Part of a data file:
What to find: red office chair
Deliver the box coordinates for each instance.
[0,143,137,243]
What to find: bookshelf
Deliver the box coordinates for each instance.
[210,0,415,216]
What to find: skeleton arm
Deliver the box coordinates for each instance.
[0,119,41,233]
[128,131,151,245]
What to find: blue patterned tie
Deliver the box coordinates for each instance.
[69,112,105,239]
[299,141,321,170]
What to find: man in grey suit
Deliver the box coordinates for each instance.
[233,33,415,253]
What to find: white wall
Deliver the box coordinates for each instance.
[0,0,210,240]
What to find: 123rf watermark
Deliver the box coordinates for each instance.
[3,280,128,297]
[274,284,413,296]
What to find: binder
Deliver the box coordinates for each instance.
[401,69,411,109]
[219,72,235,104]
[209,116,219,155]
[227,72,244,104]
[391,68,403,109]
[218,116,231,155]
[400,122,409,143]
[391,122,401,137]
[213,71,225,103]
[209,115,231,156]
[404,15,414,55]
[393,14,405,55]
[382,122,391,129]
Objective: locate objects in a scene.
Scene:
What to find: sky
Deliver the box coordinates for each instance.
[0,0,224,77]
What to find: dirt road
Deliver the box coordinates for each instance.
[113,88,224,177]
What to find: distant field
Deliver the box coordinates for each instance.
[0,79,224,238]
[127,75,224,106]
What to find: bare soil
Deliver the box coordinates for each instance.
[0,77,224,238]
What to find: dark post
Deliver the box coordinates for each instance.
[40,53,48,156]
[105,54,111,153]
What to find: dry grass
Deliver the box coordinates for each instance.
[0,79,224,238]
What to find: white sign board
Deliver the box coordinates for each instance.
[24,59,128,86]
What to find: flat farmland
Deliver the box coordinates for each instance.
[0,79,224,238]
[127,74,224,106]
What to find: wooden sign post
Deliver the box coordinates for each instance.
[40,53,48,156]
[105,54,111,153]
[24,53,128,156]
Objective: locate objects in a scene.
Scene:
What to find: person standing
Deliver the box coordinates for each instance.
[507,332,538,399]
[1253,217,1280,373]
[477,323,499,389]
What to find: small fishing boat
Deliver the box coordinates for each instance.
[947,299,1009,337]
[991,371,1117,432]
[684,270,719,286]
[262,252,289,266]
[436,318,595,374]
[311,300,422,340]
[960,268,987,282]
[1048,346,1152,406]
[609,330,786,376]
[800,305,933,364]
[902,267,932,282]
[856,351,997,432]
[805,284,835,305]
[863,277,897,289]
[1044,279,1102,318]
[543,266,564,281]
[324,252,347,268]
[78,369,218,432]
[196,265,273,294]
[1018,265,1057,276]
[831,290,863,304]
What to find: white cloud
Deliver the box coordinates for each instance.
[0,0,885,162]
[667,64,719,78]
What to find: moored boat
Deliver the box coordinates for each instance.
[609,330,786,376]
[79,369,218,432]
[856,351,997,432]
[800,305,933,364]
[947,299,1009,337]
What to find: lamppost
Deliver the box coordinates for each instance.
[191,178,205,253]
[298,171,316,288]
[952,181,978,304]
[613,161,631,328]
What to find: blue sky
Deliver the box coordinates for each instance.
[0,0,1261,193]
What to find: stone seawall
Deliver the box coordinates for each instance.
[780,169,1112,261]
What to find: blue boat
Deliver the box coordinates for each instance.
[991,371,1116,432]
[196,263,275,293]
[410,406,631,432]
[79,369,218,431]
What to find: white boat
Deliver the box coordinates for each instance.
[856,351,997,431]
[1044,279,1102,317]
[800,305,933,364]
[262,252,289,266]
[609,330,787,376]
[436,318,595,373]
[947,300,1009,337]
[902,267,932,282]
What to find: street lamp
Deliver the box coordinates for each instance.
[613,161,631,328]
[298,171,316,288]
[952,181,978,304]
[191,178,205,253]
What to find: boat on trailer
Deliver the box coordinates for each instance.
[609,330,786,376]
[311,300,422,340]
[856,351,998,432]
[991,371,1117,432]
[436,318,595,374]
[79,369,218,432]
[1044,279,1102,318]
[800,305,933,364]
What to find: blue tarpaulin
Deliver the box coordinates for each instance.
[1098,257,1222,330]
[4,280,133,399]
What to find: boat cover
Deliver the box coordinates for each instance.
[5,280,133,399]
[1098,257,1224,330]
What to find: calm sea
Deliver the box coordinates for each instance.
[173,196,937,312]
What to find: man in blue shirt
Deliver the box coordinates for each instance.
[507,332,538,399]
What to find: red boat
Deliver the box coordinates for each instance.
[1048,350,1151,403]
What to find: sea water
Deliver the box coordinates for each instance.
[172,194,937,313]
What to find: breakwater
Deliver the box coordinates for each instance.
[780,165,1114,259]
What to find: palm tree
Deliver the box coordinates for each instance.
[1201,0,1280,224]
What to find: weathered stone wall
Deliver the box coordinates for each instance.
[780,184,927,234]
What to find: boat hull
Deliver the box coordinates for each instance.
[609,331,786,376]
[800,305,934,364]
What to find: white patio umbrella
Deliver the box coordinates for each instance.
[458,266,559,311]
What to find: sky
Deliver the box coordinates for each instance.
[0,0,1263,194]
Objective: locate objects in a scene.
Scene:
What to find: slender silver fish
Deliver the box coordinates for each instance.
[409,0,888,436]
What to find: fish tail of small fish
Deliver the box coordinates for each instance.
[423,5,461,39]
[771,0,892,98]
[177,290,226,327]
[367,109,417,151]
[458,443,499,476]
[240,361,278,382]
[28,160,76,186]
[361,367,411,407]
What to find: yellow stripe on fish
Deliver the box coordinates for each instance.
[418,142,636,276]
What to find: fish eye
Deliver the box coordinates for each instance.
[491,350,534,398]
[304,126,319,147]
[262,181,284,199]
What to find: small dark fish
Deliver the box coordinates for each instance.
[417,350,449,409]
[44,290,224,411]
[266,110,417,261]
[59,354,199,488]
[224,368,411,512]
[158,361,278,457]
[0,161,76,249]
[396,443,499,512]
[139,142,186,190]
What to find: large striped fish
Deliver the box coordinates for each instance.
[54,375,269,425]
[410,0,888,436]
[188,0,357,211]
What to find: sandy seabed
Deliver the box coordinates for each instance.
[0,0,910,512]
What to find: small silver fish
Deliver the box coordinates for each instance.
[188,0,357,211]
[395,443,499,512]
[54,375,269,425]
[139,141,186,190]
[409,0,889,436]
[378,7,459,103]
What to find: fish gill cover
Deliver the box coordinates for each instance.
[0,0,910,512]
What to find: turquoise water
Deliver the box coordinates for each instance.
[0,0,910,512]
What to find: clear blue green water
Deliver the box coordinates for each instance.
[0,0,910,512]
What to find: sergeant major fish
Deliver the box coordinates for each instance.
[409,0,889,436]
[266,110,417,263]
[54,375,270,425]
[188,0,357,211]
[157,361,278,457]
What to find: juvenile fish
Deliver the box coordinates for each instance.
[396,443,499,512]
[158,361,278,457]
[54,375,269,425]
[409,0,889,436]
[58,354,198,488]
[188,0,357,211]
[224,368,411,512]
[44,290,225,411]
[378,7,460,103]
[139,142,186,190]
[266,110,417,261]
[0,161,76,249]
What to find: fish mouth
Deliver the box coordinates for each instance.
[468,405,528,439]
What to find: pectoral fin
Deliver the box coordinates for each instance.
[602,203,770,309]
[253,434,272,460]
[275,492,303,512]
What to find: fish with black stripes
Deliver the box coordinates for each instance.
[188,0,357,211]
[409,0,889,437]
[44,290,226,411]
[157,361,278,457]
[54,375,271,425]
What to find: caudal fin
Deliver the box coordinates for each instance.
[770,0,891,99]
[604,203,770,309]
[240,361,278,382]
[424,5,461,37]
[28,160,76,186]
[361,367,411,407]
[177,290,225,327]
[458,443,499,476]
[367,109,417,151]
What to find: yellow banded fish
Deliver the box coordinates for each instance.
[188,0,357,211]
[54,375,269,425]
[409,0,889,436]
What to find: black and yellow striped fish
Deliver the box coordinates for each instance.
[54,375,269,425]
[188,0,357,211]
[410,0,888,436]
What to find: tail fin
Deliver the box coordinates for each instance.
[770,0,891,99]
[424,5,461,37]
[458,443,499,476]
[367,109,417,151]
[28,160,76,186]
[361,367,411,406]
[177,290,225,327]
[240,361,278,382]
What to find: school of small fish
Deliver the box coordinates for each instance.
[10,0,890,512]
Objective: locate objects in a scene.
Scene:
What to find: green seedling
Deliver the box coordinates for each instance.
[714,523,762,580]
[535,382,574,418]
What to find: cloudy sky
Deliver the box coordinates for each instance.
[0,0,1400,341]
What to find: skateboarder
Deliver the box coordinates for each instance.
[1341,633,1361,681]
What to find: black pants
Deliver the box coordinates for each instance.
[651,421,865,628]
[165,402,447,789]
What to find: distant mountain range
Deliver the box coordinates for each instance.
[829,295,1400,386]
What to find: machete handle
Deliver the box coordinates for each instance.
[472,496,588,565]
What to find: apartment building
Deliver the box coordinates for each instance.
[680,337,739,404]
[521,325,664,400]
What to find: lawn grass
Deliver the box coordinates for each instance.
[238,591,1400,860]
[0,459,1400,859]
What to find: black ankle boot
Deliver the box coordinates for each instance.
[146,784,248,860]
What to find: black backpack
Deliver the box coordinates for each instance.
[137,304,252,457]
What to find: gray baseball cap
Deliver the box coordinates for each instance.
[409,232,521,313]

## Exercise prompt:
Retype the records above word for word, starting with the line that has "What to find: bookshelf" and stopping after the line that has "[0,0,210,240]".

## Solution for this exercise:
What to find: bookshelf
Deliver the box coordinates for each instance.
[210,0,415,216]
What to find: skeleton arm
Deliver the box coordinates for each instance.
[0,119,41,233]
[128,131,151,245]
What to find: blue patterned tie
Deliver the box coordinates for each instance.
[69,112,105,239]
[299,141,321,170]
What to find: man in grey suit
Deliver the box coordinates for each instance.
[233,33,415,253]
What to find: white wall
Deliver the box coordinates for each instance.
[0,0,210,240]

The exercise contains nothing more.